> Selected text

--

Self-interest, when defined in such narrow and brutal and demeaning parameters is little more than selfishness, perhaps having a tinge of the dramatic, but a dramatic palette that is devoid of a rainbow of colours, on the part of the writers, the actors and the audience. It is the poverty of fearing the extension of self-interest that is currently plaguing the trump administration and thereby endangering the American people if not also the planet.

By decertifying the Iran nuclear deal, in the face of strong evidence that Iran is in compliance, corroborated by the other signatories to the agreement, trump is incarnating such a narrow, myopic and hubristic/narcissitic definition of self-interest, presumably in order to polish his personal reputation as a ‘historic figure in American history. By gutting both Obamacare and NAFTA, arguing "self-interest" when really it is making his indelible and indefatigable mark on history, he is demonstrating again his looking down the telescope backwards to the most narrow definition of self-interest imaginable. When one’s reputation is the defining feature of one’s concept of self-interest, the rest of the world is, by definition, excluded, patronized, relegated to a colonial, second-class status. And this kind of abuse of power always brings about its own demise.

When self-interest is exclusive of the interests of the “other” whether that other is a partner, a colleague, a client, a supplier, even an enemy, there is only tragedy that comes from that exclusion. In Shakespeare’s Othello, Iago’s self-interest was in getting revenge against his boss for failing to appoint him lieutenant. And ultimately, his deceit was unravelled by his spouse. In Arthur Miller’s Death of a Salesman, Willy Loman’s notion of self-interest had so devolved into a passing recognition by the “mayor” to demonstrate his importance in a vacuous social status scale.

--

> Listed entries
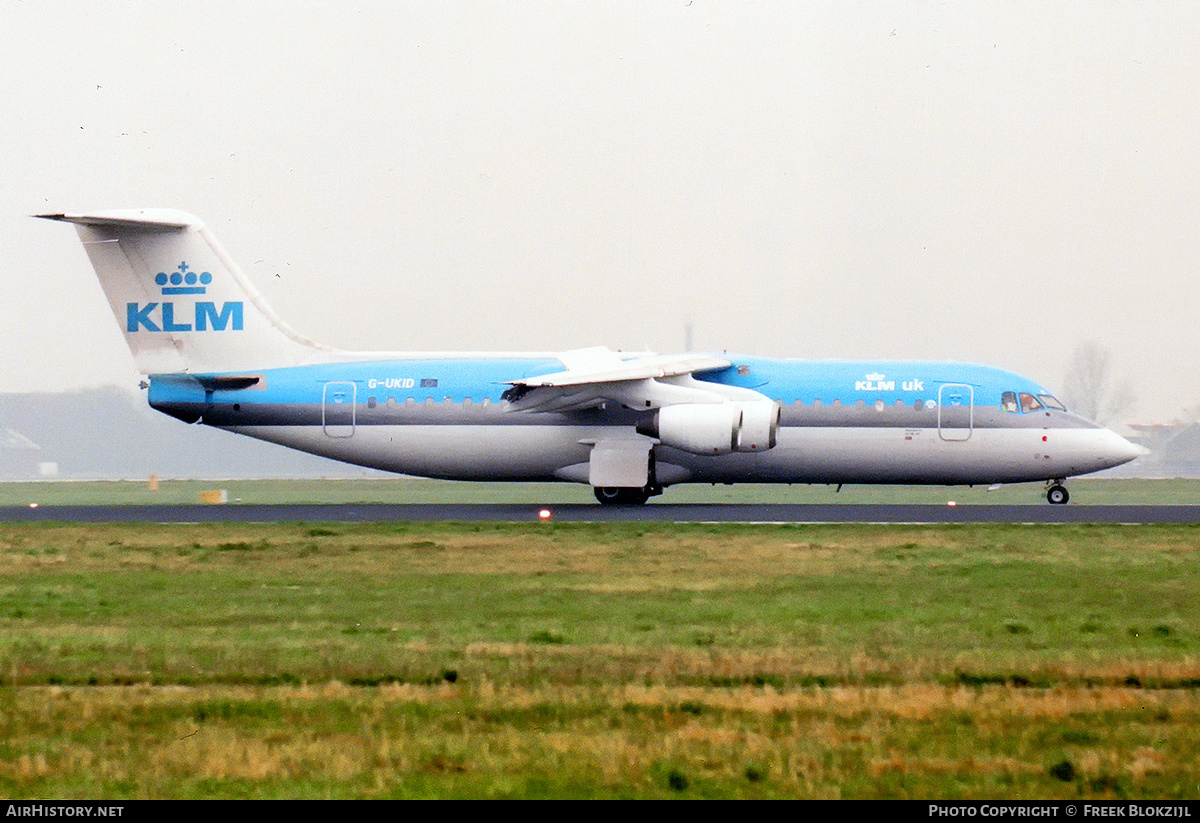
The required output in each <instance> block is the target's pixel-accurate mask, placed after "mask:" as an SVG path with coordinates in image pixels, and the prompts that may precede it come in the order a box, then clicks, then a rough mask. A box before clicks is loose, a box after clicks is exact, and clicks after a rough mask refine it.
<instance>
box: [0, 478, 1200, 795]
mask: <svg viewBox="0 0 1200 823" xmlns="http://www.w3.org/2000/svg"><path fill="white" fill-rule="evenodd" d="M584 491H586V489H584ZM1198 558H1200V529H1198V528H1189V527H1136V528H1135V527H1069V525H1062V527H1054V528H1037V527H1025V525H956V527H876V525H823V527H822V525H796V527H785V525H781V527H766V525H721V527H712V525H653V524H528V525H518V524H470V525H461V524H398V525H392V524H388V525H383V524H378V525H376V524H361V525H344V524H338V525H328V524H264V525H220V524H216V525H214V524H200V525H144V527H130V525H95V527H82V525H64V524H26V525H4V527H0V795H4V797H7V798H112V799H119V798H240V797H253V798H301V797H304V798H308V797H312V798H391V797H437V798H456V797H470V798H480V797H601V798H622V797H628V798H655V797H679V798H700V797H718V798H772V797H787V798H810V797H812V798H992V799H996V798H1003V799H1014V798H1081V797H1087V798H1196V797H1200V763H1198V761H1196V758H1195V752H1196V751H1198V749H1200V746H1198V744H1200V654H1198V653H1200V596H1198V594H1200V567H1198V563H1196V560H1198Z"/></svg>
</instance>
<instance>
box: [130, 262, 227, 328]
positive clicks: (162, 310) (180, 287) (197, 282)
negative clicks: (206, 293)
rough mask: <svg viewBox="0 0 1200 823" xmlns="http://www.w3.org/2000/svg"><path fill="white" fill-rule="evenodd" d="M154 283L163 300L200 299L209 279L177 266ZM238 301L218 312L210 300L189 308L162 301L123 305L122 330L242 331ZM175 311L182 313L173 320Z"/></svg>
mask: <svg viewBox="0 0 1200 823" xmlns="http://www.w3.org/2000/svg"><path fill="white" fill-rule="evenodd" d="M154 282H155V283H157V284H158V287H160V288H161V289H162V294H163V295H164V296H175V295H200V294H205V293H206V292H208V287H209V283H211V282H212V275H211V274H210V272H208V271H200V272H196V271H192V270H191V269H190V268H188V266H187V263H180V264H179V268H178V269H176V270H175V271H173V272H172V274H169V275H168V274H167V272H166V271H160V272H158V274H157V275H155V277H154ZM241 306H242V304H241V301H240V300H238V301H230V302H223V304H221V308H220V311H218V310H217V306H216V304H215V302H212V301H211V300H197V301H196V302H194V304H193V305H192V306H188V305H187V304H175V302H173V301H168V300H164V301H162V302H148V304H145V305H142V304H136V302H131V304H126V305H125V330H126V331H128V332H134V331H227V330H228V331H241V330H242V311H241ZM176 308H178V310H181V311H180V313H179V314H178V316H176Z"/></svg>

--

> Work item
Retype the passage on self-interest word for word, between "When self-interest is" and "social status scale.", inclusive.

> Completed task
When self-interest is exclusive of the interests of the “other” whether that other is a partner, a colleague, a client, a supplier, even an enemy, there is only tragedy that comes from that exclusion. In Shakespeare’s Othello, Iago’s self-interest was in getting revenge against his boss for failing to appoint him lieutenant. And ultimately, his deceit was unravelled by his spouse. In Arthur Miller’s Death of a Salesman, Willy Loman’s notion of self-interest had so devolved into a passing recognition by the “mayor” to demonstrate his importance in a vacuous social status scale.